Start of SELECTED EXTRACT
Goldman flatly states: “This is textbook definition of confirmation bias; Jaffe excepts (sic) the results because they conform his beliefs, not because they are illustrative of reality.” I plead guilty. But Goldman presses his point. It ain’t either or. The results could both conform to my beliefs and be illustrative of reality.

Less surprisingly, I have areas of disagreement with Goldman. Let’s look at some main issues/themes of disagreement.

Sample size

Many of the disputes between myself and Goldman can be seen as micro versus macro. Some of the arguments Goldman makes against my book made a lot of sense on the micro level. But the problem is, my book was trying to focus more on the macro level.

Let’s look at probably the most important dispute, when Goldman takes on the Birnbaum Database. First, let’s back up and explain the Birnbaum Database, which inspired my book. It’s an attempt to project how a player should have performed in any given season based on his real-life performances in the two preceding and two succeeding years.

Goldman criticizes this, and his criticism has a core of truth, especially on the micro level. He is absolutely right when he writes “players exceed or fall below projections for many reasons: injury, a happy new marriage, a nasty divorce, a taste of one of the magical elixirs in the PED cabinet. None of these elements reflect in any way on the manager.”
End of SELECTED EXTRACT
Start of SUPPLIED ENTRIES
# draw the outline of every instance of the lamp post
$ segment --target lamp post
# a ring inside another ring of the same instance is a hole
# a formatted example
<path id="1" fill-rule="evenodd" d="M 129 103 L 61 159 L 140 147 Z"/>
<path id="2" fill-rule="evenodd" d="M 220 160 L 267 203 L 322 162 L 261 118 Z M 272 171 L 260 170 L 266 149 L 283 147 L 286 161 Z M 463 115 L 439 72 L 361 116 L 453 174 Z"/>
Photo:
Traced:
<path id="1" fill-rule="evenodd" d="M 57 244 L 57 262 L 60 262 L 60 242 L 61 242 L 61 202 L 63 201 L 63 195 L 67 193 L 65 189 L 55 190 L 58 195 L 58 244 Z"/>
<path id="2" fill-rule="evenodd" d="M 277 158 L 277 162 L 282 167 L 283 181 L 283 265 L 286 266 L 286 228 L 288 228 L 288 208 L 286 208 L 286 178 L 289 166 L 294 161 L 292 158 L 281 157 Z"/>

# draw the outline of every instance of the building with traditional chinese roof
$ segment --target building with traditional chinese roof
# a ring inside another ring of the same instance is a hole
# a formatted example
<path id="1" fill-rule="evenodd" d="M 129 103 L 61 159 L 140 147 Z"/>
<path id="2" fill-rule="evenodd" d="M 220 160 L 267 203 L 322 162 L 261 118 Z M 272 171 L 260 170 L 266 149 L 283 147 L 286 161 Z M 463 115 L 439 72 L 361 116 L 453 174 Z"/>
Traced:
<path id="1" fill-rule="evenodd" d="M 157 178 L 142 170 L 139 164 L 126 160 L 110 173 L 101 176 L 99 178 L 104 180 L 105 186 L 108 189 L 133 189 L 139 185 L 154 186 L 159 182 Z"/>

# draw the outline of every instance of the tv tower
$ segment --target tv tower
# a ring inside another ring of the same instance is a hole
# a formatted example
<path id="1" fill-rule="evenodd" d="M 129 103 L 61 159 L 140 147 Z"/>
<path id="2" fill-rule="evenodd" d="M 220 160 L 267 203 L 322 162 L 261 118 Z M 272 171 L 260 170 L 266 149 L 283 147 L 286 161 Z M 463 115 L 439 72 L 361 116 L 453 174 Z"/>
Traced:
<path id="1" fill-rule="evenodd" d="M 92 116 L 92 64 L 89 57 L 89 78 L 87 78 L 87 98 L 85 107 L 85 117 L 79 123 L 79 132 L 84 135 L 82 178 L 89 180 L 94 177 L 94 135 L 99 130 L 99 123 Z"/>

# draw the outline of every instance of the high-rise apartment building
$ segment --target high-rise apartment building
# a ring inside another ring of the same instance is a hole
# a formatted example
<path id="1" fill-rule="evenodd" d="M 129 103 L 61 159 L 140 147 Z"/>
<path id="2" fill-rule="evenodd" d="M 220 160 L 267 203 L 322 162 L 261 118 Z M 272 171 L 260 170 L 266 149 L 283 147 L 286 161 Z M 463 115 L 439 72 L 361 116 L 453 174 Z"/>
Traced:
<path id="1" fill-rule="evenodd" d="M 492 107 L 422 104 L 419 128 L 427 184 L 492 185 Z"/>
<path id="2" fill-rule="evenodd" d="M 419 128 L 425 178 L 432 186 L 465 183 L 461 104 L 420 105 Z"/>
End of SUPPLIED ENTRIES
▸ **WRITTEN TASK 1**
From the excerpt about the Birnbaum Database, copy the passage starting at "Let’s look at probably" and ending at "two succeeding years.".
▸ **WRITTEN TASK 2**
In the excerpt about the Birnbaum Database, which seasons' real-life performances are used to project how a player should have performed in a given season?

▸ **CORRECT ANSWER 1**
Let’s look at probably the most important dispute, when Goldman takes on the Birnbaum Database. First, let’s back up and explain the Birnbaum Database, which inspired my book. It’s an attempt to project how a player should have performed in any given season based on his real-life performances in the two preceding and two succeeding years.

▸ **CORRECT ANSWER 2**
The two preceding and two succeeding years.